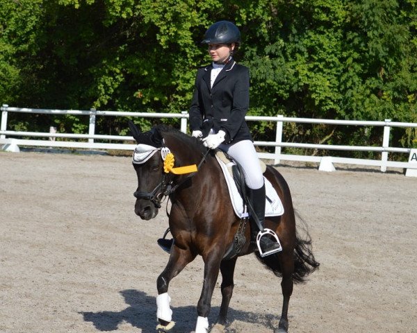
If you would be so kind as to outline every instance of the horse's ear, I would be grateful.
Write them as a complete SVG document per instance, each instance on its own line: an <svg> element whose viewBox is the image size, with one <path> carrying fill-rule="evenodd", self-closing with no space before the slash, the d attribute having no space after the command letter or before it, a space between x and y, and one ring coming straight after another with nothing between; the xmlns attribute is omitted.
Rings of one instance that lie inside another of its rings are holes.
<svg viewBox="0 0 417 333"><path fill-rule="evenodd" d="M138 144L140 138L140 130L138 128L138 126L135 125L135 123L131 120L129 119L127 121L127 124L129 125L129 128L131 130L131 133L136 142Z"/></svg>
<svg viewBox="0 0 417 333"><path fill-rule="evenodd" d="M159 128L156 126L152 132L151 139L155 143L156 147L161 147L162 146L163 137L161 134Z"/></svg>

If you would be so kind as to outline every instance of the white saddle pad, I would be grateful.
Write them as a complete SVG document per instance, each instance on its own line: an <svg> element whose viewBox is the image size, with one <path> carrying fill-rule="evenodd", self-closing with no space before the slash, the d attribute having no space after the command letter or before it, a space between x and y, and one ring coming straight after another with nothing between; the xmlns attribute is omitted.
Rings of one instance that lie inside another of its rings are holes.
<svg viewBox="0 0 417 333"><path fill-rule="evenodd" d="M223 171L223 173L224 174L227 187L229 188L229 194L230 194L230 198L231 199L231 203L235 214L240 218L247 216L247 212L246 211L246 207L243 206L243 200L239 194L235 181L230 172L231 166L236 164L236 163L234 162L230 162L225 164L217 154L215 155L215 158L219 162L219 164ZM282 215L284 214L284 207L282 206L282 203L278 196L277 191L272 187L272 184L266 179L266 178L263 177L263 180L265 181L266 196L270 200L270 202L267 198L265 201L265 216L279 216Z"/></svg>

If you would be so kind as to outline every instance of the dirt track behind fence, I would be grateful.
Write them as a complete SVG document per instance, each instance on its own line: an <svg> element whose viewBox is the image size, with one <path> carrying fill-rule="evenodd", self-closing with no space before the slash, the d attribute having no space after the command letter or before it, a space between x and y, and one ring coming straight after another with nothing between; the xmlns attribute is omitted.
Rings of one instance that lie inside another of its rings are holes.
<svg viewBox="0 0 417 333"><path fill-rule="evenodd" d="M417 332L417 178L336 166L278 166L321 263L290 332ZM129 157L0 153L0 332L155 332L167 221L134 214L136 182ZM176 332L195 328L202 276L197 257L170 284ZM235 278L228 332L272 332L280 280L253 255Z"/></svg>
---
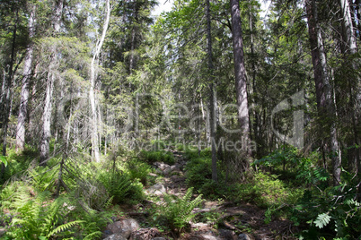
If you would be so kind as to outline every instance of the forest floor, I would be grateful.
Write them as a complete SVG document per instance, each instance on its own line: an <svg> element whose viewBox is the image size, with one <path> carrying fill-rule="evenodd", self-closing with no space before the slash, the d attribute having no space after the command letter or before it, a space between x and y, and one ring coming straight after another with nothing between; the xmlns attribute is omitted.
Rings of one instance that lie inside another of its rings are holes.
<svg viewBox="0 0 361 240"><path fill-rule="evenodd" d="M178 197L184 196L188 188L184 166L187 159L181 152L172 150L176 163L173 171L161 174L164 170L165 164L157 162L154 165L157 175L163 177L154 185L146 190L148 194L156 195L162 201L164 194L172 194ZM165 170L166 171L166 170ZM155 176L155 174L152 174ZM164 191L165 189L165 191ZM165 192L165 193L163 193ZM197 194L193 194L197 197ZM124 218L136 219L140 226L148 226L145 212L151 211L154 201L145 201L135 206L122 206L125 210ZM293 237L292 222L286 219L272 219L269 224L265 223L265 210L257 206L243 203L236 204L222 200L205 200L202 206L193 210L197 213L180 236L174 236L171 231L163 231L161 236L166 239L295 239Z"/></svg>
* * *
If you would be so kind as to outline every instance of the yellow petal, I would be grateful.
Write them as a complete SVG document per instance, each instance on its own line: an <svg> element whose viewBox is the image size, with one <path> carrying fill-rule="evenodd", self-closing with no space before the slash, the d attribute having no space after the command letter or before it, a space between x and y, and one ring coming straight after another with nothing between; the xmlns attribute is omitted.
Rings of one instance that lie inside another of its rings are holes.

Requirement:
How many lines of the data above contain the string "fence"? Case counts. Give only the number.

Exercise response:
1